# Assembly language programming vs Other programming languages

• C/++/#
phinds
Gold Member
2019 Award
I'm going to stay out of this. But there are definition issues. Clear debate requires that every use the same terms with exactly the same meaning. Can we agree on meanings?
Good idea. I've been too stuck on details, I think.

I understand what everyone is saying about the difference between machine code and assembly language, but let's do all stick to the standard terminology and agree that assembly is not a higher level language and in fact is disallowed from BEING a high level language by definition and common usage of the phrase.

The original question as about the speed difference between assembly language (~ machine code) vs high level languages. Are there still open questions about that?

TMT
The original question as about the speed difference between assembly language (~ machine code) vs high level languages. Are there still open questions about that?
Most people think assembly is speedy than high level languages. But I'm telling if high level language is configured more intelligently, it may be faster than assembler. Speed is majorly dependent on algorithms. if you implement an algorithm time cost as W(n) in assembly code (supposed as faster) a high level language (basic or any interpreted) implement algorithm time cost as W(log n) your assembly programs will breath the dust of the high level language implementation.
Also the intelligence embedded in high level language may generate speeder code. since embedded algorithm may create more optimized code than human can create.

ChrisVer
Mark44
Mentor
Most people think assembly is speedy than high level languages. But I'm telling if high level language is configured more intelligently, it may be faster than assembler. Speed is majorly dependent on algorithms.

----

> DIRECTIVE A
Which lines of the records below contain the word "sunglasses"? Show each of those lines in full.

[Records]
----

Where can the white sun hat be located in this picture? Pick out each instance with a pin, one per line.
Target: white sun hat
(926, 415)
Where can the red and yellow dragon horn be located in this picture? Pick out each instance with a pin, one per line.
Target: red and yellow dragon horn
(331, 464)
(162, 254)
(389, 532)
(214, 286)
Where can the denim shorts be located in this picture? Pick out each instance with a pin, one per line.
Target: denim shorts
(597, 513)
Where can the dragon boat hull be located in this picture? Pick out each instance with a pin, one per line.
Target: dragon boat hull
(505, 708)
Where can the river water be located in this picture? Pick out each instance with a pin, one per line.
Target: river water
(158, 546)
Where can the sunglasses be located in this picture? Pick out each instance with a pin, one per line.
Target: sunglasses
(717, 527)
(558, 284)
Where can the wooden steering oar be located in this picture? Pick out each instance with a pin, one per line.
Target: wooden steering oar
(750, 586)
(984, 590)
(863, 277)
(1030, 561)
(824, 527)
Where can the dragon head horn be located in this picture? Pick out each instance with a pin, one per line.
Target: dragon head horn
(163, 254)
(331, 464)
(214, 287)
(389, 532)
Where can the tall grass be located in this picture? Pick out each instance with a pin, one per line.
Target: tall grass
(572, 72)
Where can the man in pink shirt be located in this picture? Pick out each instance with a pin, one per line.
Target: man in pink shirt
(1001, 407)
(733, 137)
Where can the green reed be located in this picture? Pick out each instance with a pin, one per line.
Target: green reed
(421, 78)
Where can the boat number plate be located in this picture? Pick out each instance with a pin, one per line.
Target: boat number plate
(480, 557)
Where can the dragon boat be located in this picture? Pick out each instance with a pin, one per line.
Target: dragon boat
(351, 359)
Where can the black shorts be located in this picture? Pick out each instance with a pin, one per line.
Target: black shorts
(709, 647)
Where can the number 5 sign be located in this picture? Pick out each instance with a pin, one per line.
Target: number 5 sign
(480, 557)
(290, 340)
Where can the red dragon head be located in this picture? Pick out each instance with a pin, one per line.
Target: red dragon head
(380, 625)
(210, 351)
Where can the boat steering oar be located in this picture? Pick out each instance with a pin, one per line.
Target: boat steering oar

----

> DIRECTIVE B
Extract the passage of the thread on assembly language above, from "# Assembly language" up to and including "agree on meanings?".

> WRITTEN ANSWER A
Where can the sunglasses be located in this picture? Pick out each instance with a pin, one per line.
Target: sunglasses

> WRITTEN ANSWER B
# Assembly language programming vs Other programming languages

• C/++/#
phinds
Gold Member
2019 Award
I'm going to stay out of this. But there are definition issues. Clear debate requires that every use the same terms with exactly the same meaning. Can we agree on meanings?